Pull out each line of the data below that contains the word "brown".

▬▬▬▬▬▬

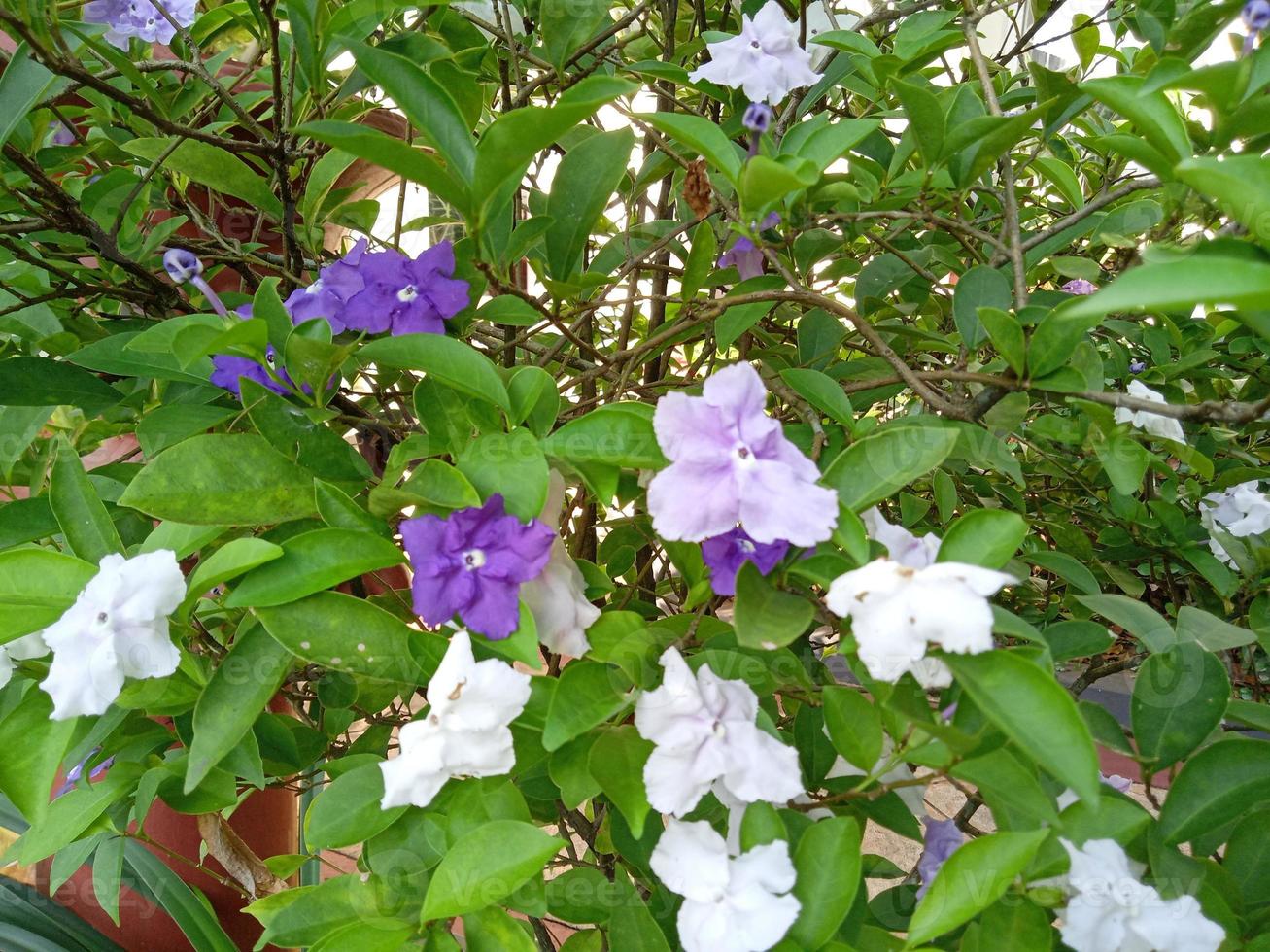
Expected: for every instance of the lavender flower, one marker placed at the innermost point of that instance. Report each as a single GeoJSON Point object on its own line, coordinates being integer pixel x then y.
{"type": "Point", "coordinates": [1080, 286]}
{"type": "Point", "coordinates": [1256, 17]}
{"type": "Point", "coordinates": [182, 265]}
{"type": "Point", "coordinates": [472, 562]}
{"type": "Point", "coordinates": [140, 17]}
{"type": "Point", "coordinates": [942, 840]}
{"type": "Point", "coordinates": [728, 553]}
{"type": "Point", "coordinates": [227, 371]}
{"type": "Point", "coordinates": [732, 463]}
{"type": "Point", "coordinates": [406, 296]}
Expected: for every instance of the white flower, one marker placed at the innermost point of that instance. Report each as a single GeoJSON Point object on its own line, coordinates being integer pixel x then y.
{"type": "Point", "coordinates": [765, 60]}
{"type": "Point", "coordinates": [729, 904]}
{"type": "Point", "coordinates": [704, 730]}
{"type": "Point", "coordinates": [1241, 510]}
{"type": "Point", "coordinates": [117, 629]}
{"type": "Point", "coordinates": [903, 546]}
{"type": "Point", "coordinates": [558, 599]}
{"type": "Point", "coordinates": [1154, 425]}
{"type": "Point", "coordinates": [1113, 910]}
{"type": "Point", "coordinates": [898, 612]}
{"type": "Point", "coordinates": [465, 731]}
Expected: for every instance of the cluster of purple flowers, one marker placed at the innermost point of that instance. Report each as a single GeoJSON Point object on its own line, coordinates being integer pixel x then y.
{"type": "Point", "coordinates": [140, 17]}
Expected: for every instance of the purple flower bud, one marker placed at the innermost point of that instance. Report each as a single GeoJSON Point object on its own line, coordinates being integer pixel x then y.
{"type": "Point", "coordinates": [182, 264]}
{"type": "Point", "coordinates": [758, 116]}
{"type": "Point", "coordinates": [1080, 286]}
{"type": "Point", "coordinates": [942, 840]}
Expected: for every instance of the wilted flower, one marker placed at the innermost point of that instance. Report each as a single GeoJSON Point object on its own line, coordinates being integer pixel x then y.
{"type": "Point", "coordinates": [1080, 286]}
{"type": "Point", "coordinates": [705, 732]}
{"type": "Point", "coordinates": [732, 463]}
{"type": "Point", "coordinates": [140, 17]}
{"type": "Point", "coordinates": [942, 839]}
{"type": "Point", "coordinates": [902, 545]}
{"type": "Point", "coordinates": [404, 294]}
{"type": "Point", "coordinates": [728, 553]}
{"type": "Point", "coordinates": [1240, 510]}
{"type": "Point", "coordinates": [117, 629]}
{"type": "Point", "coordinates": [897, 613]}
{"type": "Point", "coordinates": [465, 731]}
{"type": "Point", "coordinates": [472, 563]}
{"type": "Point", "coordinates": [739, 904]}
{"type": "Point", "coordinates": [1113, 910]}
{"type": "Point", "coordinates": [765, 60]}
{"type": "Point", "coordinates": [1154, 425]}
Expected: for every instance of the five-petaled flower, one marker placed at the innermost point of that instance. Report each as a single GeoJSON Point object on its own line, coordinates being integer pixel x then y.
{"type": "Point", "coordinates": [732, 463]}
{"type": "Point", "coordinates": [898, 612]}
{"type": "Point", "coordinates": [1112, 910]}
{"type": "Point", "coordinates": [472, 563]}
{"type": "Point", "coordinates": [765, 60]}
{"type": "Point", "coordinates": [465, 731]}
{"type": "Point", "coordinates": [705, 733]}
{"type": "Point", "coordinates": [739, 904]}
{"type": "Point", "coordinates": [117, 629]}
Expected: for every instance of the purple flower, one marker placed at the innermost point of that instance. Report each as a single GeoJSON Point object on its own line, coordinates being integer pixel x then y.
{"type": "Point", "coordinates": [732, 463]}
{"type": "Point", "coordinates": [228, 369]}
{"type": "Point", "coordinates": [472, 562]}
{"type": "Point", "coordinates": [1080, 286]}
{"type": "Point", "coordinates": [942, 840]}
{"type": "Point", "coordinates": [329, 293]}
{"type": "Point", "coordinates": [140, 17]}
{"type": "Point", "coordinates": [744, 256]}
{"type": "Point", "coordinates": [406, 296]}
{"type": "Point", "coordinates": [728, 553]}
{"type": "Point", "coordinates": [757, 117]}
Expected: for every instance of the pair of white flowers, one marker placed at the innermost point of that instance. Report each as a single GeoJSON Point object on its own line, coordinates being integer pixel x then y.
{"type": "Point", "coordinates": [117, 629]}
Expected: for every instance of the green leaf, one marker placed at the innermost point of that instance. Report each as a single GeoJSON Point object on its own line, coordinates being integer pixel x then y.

▬▬▬▬▬▬

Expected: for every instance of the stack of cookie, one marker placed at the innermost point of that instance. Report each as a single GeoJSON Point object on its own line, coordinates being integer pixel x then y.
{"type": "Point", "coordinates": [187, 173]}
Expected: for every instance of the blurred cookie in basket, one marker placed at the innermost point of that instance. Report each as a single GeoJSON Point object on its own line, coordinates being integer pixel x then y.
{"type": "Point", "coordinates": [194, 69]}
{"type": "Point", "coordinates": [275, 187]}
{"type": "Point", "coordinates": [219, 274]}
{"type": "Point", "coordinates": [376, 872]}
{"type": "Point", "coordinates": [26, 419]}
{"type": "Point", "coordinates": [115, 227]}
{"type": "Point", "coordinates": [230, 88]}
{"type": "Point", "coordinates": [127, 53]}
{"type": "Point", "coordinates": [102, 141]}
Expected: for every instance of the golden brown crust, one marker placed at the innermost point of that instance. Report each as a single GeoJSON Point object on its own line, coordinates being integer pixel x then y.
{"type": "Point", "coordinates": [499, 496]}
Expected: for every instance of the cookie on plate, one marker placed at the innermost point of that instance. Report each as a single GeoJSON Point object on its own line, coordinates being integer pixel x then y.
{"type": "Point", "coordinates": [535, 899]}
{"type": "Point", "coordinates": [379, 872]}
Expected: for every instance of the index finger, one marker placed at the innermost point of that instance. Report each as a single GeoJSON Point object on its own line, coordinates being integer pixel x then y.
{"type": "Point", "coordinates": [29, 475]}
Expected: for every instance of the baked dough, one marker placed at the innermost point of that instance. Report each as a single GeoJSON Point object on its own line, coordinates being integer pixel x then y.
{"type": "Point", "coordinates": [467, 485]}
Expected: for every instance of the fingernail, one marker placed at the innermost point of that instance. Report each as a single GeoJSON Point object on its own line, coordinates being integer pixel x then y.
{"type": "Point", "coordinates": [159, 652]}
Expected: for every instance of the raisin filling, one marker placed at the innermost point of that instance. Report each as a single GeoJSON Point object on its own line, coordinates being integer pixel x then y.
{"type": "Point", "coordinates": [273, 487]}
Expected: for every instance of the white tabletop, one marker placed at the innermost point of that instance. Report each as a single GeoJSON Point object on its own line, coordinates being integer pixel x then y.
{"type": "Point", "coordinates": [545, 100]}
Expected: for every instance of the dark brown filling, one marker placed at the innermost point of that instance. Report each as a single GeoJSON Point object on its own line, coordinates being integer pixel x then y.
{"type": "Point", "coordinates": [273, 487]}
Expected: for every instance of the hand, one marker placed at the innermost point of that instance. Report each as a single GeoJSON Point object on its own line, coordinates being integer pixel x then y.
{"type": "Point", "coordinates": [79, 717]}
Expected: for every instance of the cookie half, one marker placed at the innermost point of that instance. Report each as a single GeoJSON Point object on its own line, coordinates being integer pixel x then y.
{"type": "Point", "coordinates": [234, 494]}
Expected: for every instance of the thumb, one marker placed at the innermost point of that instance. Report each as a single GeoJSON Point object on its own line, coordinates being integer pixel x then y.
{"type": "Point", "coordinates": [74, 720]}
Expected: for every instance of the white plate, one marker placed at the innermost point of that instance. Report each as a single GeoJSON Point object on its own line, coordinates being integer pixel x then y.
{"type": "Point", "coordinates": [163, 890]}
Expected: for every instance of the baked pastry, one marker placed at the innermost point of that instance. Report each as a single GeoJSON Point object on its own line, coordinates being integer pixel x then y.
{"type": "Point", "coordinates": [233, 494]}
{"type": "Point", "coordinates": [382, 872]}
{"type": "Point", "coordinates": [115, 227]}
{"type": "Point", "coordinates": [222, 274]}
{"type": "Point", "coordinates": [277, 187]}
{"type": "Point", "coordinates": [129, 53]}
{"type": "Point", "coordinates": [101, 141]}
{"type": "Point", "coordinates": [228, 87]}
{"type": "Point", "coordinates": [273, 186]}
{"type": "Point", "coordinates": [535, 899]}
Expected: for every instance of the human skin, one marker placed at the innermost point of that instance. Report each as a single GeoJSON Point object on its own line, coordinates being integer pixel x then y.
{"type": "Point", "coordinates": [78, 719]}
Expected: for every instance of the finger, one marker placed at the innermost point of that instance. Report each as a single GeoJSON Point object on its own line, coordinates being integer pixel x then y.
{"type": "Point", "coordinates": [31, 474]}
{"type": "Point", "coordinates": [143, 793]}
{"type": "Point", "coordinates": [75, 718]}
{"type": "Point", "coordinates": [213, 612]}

▬▬▬▬▬▬

▶ [Expected output]:
Expected: for every instance of the golden brown crust, one marker placed at the innermost point of that instance. Report each as a single GeoJSON Point object on its own line, coordinates being integer pixel x then y.
Expected: for every instance of the dark brown filling, one marker placed at the innermost point of that instance. Report each as a single GeoJSON Point object on its own line, coordinates being integer pixel x then y.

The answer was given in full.